▶ _EXERCISE PROMPT_
Pick out and copy every line in the rows below that contains the string "white", matching case exactly.

====== LISTING

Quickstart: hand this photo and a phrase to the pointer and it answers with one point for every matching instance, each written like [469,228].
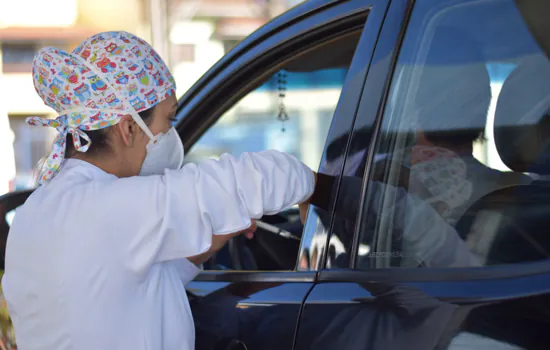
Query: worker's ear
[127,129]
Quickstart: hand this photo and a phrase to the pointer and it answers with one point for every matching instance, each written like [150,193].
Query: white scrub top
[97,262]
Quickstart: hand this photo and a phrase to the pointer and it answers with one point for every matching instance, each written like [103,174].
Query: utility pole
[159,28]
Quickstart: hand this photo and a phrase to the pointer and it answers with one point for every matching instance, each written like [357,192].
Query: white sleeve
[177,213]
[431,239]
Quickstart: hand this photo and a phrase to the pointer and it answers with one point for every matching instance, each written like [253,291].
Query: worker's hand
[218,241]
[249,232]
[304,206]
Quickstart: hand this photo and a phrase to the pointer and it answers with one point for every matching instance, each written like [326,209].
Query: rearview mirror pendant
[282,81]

============
====== LISTING

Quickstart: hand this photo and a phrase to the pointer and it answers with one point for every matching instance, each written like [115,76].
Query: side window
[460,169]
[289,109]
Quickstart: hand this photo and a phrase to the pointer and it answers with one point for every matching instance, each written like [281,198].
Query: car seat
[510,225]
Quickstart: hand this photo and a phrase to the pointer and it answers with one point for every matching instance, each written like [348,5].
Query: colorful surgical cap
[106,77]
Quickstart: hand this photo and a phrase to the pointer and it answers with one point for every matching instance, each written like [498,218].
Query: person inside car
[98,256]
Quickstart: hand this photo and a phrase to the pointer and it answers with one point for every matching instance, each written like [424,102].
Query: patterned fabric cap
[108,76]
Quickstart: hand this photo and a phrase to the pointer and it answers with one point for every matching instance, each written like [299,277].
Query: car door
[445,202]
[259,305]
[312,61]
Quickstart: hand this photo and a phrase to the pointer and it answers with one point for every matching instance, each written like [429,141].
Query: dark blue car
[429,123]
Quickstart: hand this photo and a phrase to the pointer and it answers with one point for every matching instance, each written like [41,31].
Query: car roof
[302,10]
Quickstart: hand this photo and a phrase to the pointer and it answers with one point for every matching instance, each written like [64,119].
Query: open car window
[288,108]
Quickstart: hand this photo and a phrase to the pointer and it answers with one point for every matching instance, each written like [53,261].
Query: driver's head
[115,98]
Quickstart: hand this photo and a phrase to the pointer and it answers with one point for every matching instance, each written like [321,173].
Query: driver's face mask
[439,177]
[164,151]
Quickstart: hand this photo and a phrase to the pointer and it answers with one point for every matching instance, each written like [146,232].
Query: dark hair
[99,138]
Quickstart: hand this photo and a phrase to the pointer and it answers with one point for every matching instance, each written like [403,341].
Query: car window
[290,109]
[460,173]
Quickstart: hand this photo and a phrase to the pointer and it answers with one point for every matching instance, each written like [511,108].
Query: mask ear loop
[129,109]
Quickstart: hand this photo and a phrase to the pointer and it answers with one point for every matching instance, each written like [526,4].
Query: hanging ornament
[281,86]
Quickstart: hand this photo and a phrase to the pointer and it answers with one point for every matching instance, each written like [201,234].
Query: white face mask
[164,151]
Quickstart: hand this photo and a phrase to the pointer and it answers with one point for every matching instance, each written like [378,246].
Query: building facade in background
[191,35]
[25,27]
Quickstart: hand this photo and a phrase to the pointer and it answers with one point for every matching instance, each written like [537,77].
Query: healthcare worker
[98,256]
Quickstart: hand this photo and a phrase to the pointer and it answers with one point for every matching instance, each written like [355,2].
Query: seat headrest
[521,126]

============

▶ _SOLUTION TO THIS TASK_
Query: white scrub top
Query: white sleeve
Query: white face mask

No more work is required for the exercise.